Problema breve 1:
Nel testo fornito, quale personaggio soccombe sotto il peso dell'isolamento?
Problema breve 2:
Per favore, ripeti il passo del testo fornito compreso tra "No, quel personaggio" e "occasione per deresponsabilizzarsi.", estremi inclusi.

No, quel personaggio non sei "letteralmente tu"
Breve guida a come affrontare la narrativa più cupa come strumento di crescita, e non come ennesima occasione per deresponsabilizzarsi.
C’è un meme molto diffuso, quello definito Literally Me Syndrome, che in realtà mi fa abbastanza ridere.
Il significato di questo meme è semplice: il solitario, malinconico e tormentato wojack con la sigaretta in bocca pensa a quanto questi tre antieroi solitari, malinconici e tormentati del cinema siano letteralmente come lui. Si identifica in loro, vede nelle loro storie un’accurata rappresentazione della sua vita. Nelle sue diramazioni più schizofreniche e nonsense questo meme continua a farmi ridere, ma sviscerandone un po’ più a fondo le radici mi sono reso conto di quanto in realtà si poggi su un’idea tossica di fruizione della narrativa.
La più nobile delle espressioni
Parto da una provocazione: la narrativa1 è la forma più alta di espressione umana, l’unica in grado di cogliere la sfumature del reale senza semplificare. Altre arti (come la pittura, la musica, la scultura, etc) sono limitate dal loro linguaggio, che si discosta troppo da quello quotidiano, mentre le scienze e la filosofia peccano di un eccesso di rigore, che ne limita le capacità espressive. La narrativa, d’altro canto, può fungere da raccordo tra molte forme espressive, mettendo in scena mediante l’azione e le dinamiche fra i personaggi molteplici lenti attraverso cui guardare la realtà.
Prendiamo Insterstellar2, ad esempio. I saggi scientifici sui buchi neri e sulla psicologia dell’isolamento non mancano, così come è pieno di raffinate teorie filosofiche sui paradossi temporali. La grandezza del film di Nolan sta nel mettere in comunicazione tutti questi temi senza banalizzarli, ma anzi sublimandoli nella loro complessità mediante il loro inserimento nello schema di una storia straordinaria. In 169 minuti ci viene mostrato, tra le altre cose:
Come l’amore tra Cooper e la figlia Murph sia in grado di resistere a tutti i paradossi spazio-temporali;
Come anche un eroe e un pioniere come il Dr. Mann possa soccombere sotto il peso dell’isolamento;
Come una scienza senza spirito di esplorazione non può che portare alla stagnazione.
E così via.
Il risultato è maggiore della somma delle parti, e ogni tassello occupa allo stesso tempo un posto specifico ed è in comunicazione con tutti gli altri tasselli.

Segmento dati:

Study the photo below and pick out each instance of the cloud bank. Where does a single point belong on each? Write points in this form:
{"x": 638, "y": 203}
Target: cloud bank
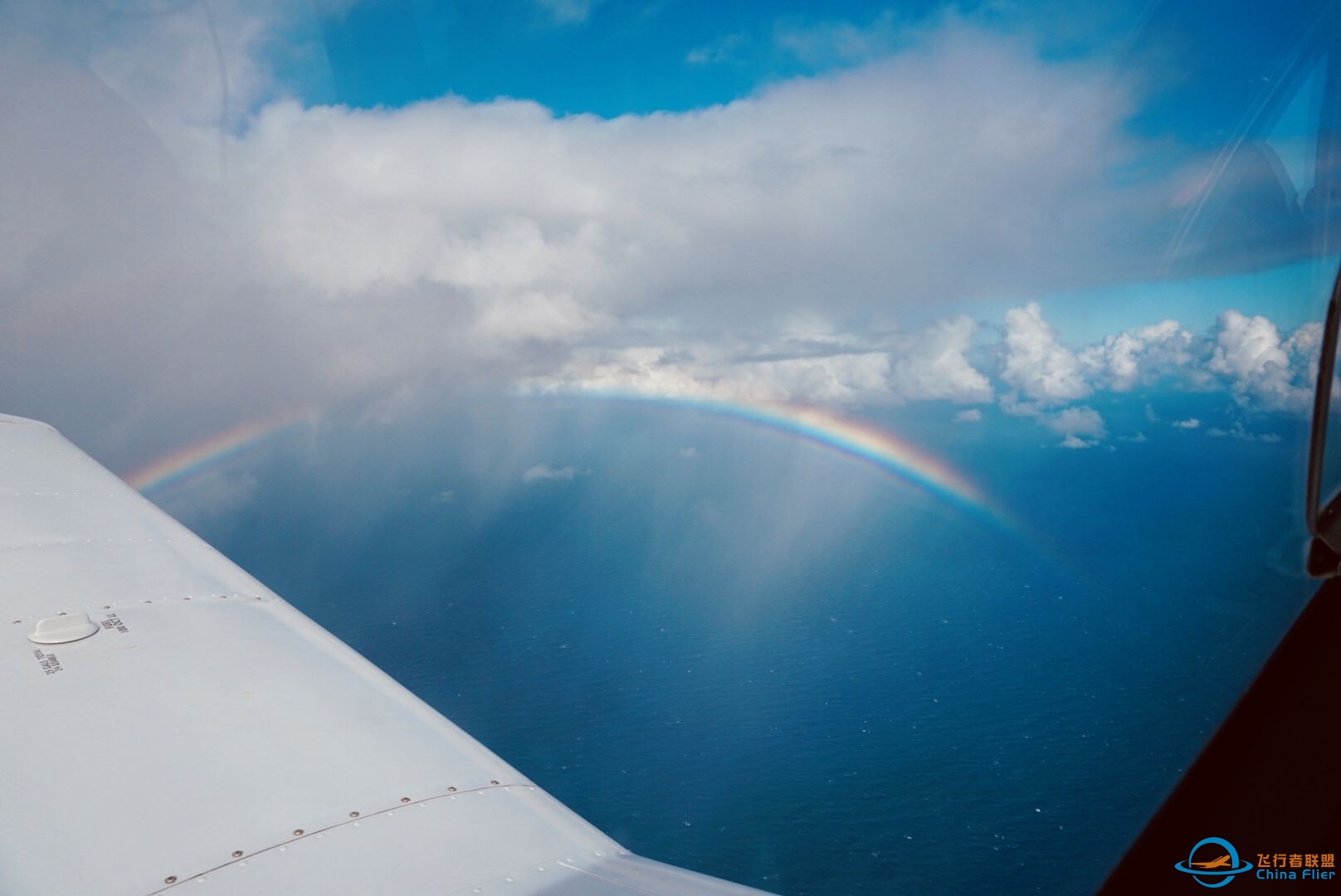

Soluzione esercizio 1:
Il Dr. Mann.

Soluzione esercizio 2:
No, quel personaggio non sei "letteralmente tu"
Breve guida a come affrontare la narrativa più cupa come strumento di crescita, e non come ennesima occasione per deresponsabilizzarsi.